**Jobs**
1. Name every feature that the ImageMagick output in the digit segmentation post lists as enabled.
2. Copy the stretch of the digit segmentation post from "My best guess" through "those 8s right.".
3. Proceed with the digit segmentation post, picking up right after its final line.

**Text block**

::::

Quick-and-dirty image segmentation

PUBLISHED ON JAN 15, 2018

A member of our lab does handwritten digit recognition in a highly structured setting. Without going into details, we want to read images of three-digit handwritten codes and recognize which number the image depicts. To avoid having to predict one of a thousand classes, we want to to split the images into three single digits.

I’m sure there are some very fancy ways indeed of doing this, but the following structure makes me think we can start with simpler solutions: (i) There are always three digits. Knowing how many digits we’re looking for is useful information. (ii) One image is one number. There is not much else in the image, so it’s enough to just find two cut points along the x-axis.

My best guess is that the best cut points will be the ones where there is the least amount of ink if you were to somehow collapse the image to fit entirely within the x axis. We do leave gaps between digits when writing, though some digits may be connected by a line due to quirks in handwriting and so on. You can see this in some pretty great data that I made for the purposes of this treatment. I cut out the individual numbers in that photo with the crop tool in the OS X Preview app and put them in a folder.

Segmentation with mixture models in R

R is my preferred statistical computing environment, but I’m sure you can find this type of functionality anywhere. I choose to focus on the number I consider the worst: 586. I can never get those 8s right.

library(magick)   # for image maipulation
## Warning: package 'magick' was built under R version 3.3.2
## Linking to ImageMagick 6.9.6.6
## Enabled features: cairo, fontconfig, freetype, pango, rsvg, webp
## Disabled features: fftw, ghostscript, lcms, x11
library(plyr)     # vectorized operations

img <- image_read("data/digits/586.jpeg")

::::

(Rows from a segmentation dataset)
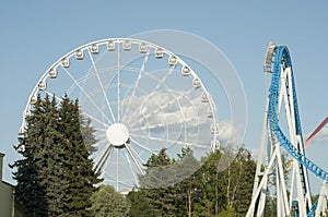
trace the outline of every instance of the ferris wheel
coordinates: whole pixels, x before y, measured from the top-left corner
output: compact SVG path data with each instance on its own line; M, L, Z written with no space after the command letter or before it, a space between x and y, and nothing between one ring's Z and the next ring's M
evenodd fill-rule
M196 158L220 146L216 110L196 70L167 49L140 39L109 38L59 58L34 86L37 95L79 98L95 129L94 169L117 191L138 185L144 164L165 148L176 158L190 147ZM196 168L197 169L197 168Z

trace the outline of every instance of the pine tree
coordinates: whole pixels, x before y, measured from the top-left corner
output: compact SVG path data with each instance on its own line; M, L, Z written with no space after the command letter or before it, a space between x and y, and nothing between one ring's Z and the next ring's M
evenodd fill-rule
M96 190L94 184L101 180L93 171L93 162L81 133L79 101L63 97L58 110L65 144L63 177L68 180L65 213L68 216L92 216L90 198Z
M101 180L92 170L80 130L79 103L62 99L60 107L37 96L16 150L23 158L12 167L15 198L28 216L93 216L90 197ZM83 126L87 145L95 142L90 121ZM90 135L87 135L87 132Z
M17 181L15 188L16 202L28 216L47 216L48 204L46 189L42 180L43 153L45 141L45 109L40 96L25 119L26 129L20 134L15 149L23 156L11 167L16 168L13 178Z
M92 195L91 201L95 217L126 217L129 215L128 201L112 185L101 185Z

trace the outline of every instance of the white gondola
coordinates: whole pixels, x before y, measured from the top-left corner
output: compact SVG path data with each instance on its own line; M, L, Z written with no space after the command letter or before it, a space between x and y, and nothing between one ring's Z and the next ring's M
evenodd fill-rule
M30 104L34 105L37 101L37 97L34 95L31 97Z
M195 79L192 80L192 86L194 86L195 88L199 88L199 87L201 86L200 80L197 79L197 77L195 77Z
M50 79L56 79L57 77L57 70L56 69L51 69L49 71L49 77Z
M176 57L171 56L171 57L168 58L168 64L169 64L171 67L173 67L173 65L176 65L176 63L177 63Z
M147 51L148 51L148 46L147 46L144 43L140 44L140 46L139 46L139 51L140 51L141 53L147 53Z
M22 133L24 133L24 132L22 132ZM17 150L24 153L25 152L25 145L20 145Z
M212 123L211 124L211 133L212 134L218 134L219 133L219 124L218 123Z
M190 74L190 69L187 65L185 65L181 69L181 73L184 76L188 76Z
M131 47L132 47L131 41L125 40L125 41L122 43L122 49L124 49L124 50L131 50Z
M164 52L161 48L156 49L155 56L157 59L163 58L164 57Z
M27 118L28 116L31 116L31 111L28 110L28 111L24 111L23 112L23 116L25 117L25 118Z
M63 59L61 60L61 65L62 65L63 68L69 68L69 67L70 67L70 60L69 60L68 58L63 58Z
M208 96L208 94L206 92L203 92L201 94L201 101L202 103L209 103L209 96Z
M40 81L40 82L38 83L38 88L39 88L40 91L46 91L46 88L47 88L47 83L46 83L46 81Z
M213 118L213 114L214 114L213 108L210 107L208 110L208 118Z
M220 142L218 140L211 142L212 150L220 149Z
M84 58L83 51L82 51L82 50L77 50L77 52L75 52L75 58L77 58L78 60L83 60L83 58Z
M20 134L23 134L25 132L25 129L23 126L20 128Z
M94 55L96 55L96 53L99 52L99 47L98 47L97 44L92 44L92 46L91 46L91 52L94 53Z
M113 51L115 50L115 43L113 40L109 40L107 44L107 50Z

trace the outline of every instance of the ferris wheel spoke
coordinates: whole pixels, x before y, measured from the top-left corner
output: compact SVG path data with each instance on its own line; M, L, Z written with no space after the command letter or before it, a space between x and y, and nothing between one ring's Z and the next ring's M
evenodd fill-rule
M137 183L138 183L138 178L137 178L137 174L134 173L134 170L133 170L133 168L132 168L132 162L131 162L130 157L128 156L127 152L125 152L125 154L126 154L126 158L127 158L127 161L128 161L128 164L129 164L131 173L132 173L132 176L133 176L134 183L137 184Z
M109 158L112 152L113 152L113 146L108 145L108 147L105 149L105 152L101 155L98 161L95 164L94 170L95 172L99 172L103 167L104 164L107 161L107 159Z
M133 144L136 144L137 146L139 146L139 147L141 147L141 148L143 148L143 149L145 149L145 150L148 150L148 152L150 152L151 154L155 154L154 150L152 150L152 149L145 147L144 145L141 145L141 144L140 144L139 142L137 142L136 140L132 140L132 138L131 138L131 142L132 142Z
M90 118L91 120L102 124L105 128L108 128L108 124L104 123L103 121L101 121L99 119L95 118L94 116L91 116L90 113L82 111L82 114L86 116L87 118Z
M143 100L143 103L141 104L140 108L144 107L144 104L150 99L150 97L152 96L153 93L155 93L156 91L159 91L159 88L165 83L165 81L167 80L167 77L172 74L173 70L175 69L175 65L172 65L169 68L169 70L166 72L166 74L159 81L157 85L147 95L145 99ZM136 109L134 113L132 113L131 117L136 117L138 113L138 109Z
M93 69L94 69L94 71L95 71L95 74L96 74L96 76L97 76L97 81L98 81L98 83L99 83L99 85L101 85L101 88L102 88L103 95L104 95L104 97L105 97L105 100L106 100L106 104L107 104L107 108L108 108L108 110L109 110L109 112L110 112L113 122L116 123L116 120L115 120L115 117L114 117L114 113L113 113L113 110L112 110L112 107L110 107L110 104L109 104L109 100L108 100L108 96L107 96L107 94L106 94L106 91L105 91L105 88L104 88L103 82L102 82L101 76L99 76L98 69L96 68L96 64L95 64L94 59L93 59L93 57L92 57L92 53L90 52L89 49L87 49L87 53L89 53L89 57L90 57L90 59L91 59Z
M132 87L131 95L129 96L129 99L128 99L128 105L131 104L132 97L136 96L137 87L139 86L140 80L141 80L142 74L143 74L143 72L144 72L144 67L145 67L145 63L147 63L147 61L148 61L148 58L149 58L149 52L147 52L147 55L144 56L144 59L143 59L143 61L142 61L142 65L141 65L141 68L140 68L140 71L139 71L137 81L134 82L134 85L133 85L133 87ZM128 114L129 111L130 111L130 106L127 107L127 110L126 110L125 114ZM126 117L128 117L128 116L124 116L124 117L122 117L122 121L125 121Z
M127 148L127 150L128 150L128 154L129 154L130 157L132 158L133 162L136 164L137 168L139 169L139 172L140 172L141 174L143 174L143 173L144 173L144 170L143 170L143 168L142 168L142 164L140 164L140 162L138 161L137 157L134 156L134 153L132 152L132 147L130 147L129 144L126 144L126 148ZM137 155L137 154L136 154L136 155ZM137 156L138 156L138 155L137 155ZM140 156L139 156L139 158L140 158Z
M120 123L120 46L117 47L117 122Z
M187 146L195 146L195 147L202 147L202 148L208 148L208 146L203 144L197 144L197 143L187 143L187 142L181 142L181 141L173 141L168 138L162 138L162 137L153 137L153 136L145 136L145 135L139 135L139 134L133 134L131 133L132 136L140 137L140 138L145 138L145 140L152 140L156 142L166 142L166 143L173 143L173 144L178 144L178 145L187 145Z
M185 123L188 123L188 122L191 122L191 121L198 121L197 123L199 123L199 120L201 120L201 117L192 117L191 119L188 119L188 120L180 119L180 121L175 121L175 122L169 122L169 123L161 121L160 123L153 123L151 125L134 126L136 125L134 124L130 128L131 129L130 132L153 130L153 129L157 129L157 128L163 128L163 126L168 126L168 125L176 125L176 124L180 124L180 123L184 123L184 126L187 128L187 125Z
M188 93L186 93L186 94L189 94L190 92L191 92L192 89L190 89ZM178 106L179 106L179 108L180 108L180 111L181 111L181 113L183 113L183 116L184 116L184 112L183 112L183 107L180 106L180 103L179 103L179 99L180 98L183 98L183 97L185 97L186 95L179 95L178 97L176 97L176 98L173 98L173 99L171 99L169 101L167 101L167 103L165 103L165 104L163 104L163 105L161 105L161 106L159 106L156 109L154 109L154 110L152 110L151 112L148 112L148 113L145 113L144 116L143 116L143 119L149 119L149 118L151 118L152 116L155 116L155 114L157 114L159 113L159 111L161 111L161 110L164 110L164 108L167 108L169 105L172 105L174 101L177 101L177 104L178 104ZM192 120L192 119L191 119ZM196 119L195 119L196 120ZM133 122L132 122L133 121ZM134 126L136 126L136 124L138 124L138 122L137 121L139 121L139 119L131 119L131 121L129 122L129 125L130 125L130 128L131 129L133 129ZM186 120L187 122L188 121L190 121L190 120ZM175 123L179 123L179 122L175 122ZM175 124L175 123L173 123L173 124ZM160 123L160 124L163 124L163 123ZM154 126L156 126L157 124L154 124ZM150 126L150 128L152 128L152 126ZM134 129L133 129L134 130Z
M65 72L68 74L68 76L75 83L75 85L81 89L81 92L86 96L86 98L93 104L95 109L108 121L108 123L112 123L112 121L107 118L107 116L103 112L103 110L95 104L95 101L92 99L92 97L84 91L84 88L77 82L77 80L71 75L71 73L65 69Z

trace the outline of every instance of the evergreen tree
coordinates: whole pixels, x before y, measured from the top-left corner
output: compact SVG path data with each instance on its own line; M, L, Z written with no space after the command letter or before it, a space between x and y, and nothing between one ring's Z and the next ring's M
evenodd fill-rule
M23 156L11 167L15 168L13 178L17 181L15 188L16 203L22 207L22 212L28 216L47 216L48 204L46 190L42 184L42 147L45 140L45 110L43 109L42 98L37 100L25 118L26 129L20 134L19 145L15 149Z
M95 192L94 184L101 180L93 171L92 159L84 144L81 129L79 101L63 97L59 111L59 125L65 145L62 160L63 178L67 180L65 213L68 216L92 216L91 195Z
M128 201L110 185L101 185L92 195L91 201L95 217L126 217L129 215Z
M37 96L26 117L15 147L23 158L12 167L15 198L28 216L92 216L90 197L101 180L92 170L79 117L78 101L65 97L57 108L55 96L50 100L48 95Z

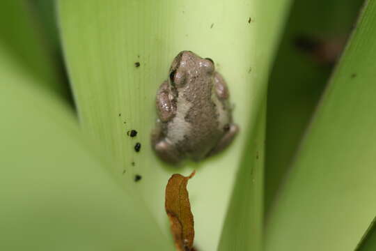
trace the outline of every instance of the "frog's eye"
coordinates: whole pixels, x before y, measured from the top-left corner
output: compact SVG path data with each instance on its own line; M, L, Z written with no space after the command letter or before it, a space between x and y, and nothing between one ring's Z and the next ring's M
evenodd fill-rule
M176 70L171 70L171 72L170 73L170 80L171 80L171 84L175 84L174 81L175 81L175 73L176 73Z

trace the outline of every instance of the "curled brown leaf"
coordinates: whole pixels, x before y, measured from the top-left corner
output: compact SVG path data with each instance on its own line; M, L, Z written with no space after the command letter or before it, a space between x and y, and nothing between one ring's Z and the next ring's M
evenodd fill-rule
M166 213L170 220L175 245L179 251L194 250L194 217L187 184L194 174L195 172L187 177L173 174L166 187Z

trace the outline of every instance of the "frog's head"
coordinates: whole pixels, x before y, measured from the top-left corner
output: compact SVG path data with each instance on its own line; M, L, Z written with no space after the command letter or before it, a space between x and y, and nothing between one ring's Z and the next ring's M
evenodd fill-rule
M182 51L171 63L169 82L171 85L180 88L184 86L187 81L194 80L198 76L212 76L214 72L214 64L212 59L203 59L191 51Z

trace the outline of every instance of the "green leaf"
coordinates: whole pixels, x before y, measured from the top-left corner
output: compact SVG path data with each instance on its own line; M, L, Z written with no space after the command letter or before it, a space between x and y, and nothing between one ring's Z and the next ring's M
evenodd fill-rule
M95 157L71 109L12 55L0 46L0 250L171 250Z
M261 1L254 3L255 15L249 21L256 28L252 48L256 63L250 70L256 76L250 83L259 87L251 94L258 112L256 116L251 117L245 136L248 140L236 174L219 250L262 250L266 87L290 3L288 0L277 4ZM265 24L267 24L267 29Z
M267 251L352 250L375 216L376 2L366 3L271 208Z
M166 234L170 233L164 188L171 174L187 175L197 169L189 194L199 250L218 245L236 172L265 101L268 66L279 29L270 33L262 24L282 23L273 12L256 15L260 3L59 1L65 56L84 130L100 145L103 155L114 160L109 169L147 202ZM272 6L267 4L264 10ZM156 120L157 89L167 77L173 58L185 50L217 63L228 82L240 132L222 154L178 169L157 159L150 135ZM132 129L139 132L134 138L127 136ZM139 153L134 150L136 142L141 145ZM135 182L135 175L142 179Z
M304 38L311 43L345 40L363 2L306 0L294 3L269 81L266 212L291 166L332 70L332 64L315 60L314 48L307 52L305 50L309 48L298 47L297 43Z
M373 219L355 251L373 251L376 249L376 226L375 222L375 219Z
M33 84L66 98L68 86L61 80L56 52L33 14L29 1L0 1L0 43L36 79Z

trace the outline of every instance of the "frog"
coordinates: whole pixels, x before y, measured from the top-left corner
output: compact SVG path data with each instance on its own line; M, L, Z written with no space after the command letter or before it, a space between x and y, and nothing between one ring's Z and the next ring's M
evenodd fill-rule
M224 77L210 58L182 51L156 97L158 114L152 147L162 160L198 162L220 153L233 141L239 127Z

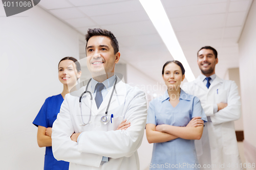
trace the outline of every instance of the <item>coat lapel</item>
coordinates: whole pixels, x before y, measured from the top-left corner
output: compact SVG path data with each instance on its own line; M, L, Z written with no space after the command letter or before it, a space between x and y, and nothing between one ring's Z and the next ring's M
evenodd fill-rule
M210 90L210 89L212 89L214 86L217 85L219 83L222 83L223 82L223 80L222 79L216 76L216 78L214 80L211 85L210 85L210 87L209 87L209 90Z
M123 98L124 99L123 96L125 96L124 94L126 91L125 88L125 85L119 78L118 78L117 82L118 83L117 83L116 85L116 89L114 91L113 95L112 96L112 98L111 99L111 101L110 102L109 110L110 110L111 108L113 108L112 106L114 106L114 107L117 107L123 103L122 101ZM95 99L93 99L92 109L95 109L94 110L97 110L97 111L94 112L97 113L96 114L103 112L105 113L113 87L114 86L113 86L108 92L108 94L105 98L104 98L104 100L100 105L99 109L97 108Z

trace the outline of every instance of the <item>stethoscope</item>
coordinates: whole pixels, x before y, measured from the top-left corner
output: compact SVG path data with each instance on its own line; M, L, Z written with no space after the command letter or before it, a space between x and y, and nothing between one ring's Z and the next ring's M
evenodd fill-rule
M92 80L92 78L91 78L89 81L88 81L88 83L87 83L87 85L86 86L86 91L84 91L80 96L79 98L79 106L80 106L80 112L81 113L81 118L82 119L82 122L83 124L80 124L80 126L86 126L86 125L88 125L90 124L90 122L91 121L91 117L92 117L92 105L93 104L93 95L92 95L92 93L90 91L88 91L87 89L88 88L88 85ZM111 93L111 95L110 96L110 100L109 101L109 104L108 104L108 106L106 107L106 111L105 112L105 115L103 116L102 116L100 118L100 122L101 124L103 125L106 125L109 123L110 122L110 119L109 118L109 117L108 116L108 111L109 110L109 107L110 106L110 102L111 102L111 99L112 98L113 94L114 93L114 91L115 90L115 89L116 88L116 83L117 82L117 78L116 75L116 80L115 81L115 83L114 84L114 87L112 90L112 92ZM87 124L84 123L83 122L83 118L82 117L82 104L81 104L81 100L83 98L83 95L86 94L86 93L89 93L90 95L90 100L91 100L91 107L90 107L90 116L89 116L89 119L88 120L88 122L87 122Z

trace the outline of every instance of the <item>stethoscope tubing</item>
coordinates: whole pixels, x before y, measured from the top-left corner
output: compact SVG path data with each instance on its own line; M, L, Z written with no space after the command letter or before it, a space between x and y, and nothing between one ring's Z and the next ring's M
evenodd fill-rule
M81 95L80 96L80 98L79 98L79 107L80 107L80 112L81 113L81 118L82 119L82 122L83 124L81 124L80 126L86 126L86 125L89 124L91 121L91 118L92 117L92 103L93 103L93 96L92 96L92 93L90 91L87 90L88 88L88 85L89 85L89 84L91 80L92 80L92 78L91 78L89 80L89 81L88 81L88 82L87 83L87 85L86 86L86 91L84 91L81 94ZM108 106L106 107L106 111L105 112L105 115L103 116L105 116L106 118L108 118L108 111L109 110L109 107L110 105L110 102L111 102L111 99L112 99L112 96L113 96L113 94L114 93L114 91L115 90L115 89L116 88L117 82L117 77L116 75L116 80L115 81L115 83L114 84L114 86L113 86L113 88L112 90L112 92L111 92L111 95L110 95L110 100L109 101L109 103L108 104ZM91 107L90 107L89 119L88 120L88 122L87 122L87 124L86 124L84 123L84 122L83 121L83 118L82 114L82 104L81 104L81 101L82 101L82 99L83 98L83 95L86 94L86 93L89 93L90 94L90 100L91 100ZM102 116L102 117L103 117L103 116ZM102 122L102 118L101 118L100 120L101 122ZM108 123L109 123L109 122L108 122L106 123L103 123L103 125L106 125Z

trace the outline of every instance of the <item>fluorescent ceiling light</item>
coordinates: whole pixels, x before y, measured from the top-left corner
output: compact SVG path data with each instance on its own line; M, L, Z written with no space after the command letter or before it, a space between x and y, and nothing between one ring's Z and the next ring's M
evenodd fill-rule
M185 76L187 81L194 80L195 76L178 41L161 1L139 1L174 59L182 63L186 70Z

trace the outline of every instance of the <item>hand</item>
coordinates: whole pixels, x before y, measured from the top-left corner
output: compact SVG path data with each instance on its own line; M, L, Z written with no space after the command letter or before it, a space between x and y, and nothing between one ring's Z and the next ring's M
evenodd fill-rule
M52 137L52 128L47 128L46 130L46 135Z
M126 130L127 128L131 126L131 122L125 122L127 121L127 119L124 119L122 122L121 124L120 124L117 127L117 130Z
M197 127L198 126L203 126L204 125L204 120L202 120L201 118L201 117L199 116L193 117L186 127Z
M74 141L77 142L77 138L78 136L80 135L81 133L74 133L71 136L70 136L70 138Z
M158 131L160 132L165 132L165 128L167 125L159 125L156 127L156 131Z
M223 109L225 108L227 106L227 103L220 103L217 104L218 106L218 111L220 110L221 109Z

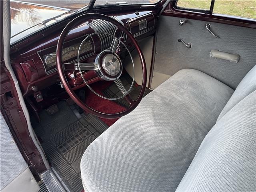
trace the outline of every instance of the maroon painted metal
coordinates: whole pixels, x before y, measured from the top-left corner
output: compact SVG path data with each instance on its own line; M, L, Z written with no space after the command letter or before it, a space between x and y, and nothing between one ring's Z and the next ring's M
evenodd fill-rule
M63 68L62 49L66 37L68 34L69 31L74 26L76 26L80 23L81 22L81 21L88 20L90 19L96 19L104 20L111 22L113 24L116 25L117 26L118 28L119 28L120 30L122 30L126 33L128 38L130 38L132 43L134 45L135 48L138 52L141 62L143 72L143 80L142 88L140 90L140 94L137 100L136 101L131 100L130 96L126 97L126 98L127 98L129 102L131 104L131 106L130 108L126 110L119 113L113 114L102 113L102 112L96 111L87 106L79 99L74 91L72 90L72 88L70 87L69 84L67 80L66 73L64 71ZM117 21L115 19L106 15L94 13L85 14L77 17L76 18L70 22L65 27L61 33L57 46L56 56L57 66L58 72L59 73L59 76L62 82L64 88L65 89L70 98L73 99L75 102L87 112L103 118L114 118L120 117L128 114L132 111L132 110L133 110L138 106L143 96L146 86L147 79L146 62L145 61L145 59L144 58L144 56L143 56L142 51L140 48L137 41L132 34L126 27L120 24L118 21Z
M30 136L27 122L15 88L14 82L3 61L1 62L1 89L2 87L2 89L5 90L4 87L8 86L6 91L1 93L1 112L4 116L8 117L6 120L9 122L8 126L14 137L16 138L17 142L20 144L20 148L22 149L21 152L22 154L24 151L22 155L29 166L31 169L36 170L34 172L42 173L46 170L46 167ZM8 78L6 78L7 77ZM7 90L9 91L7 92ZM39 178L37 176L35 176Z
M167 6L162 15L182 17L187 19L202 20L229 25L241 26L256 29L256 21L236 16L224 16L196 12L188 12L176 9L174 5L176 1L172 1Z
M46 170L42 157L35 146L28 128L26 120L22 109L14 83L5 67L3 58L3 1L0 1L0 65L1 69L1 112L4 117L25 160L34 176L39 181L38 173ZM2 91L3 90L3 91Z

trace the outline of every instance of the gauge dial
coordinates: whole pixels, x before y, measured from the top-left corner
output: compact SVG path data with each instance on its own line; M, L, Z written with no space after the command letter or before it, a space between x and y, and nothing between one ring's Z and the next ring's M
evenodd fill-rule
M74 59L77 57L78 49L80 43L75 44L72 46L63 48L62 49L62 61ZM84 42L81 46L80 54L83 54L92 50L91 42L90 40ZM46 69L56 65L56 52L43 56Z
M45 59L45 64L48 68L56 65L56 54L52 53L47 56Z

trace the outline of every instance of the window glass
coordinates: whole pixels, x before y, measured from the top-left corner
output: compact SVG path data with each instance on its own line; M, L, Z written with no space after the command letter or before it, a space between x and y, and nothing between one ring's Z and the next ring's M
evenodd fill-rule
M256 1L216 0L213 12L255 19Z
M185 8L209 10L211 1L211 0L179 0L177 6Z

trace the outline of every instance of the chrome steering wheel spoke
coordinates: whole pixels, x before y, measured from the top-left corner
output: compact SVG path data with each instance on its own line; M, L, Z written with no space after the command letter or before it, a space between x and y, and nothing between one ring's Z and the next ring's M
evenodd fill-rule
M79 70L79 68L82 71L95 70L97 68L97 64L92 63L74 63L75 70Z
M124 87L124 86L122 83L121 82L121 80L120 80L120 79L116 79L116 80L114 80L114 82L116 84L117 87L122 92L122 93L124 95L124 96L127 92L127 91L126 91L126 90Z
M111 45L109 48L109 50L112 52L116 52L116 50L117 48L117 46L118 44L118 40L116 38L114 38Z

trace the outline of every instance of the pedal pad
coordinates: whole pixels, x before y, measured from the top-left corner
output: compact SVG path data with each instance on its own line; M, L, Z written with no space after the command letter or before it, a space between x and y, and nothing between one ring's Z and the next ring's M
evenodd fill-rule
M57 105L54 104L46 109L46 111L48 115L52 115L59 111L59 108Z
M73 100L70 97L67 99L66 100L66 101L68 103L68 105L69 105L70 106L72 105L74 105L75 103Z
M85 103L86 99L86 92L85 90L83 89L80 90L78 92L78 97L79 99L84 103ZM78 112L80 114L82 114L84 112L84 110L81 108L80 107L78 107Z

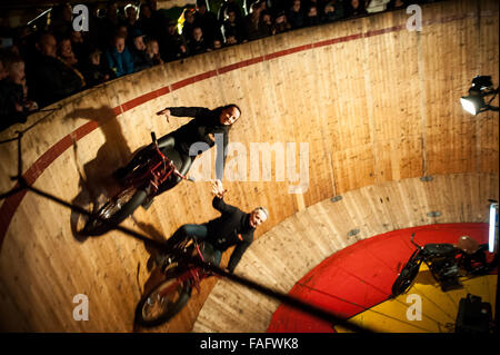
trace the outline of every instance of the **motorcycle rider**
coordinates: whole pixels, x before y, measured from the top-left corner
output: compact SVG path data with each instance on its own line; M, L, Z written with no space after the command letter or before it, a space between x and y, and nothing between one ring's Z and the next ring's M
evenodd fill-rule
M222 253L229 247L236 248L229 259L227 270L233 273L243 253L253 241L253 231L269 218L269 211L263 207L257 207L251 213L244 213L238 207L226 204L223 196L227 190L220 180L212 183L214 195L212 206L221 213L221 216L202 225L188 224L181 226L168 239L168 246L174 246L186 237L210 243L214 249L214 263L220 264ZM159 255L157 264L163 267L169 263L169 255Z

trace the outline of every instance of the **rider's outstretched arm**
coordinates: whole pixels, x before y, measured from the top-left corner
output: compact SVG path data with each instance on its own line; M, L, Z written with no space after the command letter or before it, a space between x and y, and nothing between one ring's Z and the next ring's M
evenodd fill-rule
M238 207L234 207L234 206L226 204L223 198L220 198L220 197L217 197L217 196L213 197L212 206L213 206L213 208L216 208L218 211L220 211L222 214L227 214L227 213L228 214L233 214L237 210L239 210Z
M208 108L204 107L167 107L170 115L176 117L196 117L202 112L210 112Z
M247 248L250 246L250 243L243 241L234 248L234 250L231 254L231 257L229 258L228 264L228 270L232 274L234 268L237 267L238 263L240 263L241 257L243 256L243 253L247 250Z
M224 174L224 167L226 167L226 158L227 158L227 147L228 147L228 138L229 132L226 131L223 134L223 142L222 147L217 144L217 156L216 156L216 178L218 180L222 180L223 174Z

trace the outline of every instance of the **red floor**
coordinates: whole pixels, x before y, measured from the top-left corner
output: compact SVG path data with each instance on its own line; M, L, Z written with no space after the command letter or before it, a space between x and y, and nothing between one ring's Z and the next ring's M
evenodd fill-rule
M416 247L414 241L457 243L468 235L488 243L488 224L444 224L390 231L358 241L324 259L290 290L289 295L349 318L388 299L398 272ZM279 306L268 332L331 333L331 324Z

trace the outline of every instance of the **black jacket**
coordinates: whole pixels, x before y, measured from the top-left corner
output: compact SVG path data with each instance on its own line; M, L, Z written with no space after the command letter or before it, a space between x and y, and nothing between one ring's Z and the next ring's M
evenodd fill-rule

::::

**In response**
1. cairo, fontconfig, freetype, pango, rsvg, webp

2.
My best guess is that the best cut points will be the ones where there is the least amount of ink if you were to somehow collapse the image to fit entirely within the x axis. We do leave gaps between digits when writing, though some digits may be connected by a line due to quirks in handwriting and so on. You can see this in some pretty great data that I made for the purposes of this treatment. I cut out the individual numbers in that photo with the crop tool in the OS X Preview app and put them in a folder.

Segmentation with mixture models in R

R is my preferred statistical computing environment, but I’m sure you can find this type of functionality anywhere. I choose to focus on the number I consider the worst: 586. I can never get those 8s right.

3.
plot(img)

#convert to greyscale
img <- image_quantize(img, max = 256, colorspace = "gray", dither = NULL, treedepth = NULL)

# get the intensities & look at them
mat <- image_data(img)[1,,]
nrows <- dim(mat)[1]
gsm <- matrix(as.numeric(mat), nrow=nrows)
hist(gsm, main="Histogram of intensities")

As we can see, the intensities roughly form two clusters, lights and darks (higher and lower numbers). Let’s say that intensity 130 roughly separates the lights from the darks.

# thresholding
gsm_tf <- gsm < 130
image(t(apply(gsm_tf, 1, rev)))

OK! Looks decent. I will go over this row by row (ie column by column because the matrix is sideways) and output the column numbers (ie row numbers, corresponds to x-coordinates in the original image) where there is ink (ie a True value after thresholding). This will yields a distribution over ink horizontally in the image.

hst <- alply(gsm_tf, 2, which)
occ <- NULL
for (i in 1:length(hst)) {
  occ <- c(occ, hst[[i]])
}

hist(occ, nclass=20, main="Where is the ink at")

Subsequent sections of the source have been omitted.